[SELECTED EXTRACT]
=== Section Start ===

To the American founding fathers the ‘truth that all men are created equal’ was ‘self-evident’. It’d better be, for it certainly can’t be proved.
True equality can only exist in heaven; in earth, the belief that all men are created equal is wishful thinking. For men are created unequal in strength, intelligence, character – well, in everything. Earthly inequality is thus a natural order of things, and it can only be distorted by unnatural means. Even then it won’t disappear; it’ll be replaced by a worse type of inequality or else camouflaged by demagoguery.
For example, most egalitarians acknowledge that equality of result is a pie in the sky. However, they insist that equality of opportunity is a laudable and achievable goal. In fact, it’s the other way around. Equality of result can indeed be achieved by levelling downwards (the only direction in which it’s ever possible to level). It’s possible to confiscate all property and pay citizens barely enough to keep them alive. It’s possible to create dumbed-down schools that’ll make everyone equally ignorant. It’s possible to provide equal healthcare for all that has little to do with either caring or health. What’s absolutely impossible is to guarantee equality of opportunity. A child with two parents will have better opportunities in life than a child raised by one parent. A child growing up surrounded by books will have a greater opportunity to develop intellectually than his coeval growing up surrounded by crushed beer cans. The son of two tennis pros will have a greater opportunity to learn the game than the son of two accountants.

=== Section End ===

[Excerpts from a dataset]
=== Section Start ===

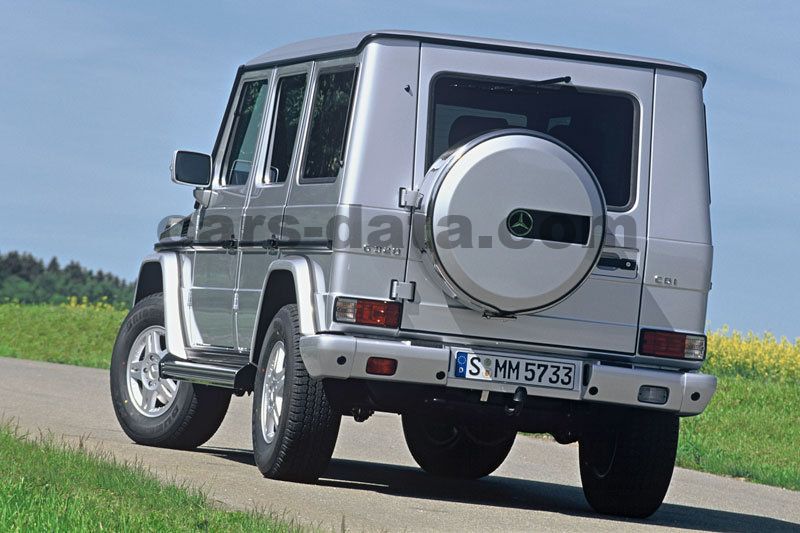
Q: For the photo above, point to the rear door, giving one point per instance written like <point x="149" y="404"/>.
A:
<point x="603" y="113"/>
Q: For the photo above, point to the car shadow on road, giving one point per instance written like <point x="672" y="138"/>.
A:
<point x="500" y="491"/>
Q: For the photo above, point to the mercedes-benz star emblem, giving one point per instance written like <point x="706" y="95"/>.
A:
<point x="519" y="222"/>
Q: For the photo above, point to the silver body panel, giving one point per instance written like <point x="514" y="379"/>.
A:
<point x="214" y="297"/>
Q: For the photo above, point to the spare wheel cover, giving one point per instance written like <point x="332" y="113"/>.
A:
<point x="539" y="202"/>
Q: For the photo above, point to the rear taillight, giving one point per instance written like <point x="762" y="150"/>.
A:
<point x="368" y="312"/>
<point x="381" y="366"/>
<point x="673" y="345"/>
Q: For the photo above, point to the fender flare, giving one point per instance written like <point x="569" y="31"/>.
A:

=== Section End ===

[TASK ITEM] In the passage on equality, what is named as the only direction in which it's ever possible to level? Answer from the passage on equality alone, without drawing on the material.

[EXERCISE RESULT] Downwards.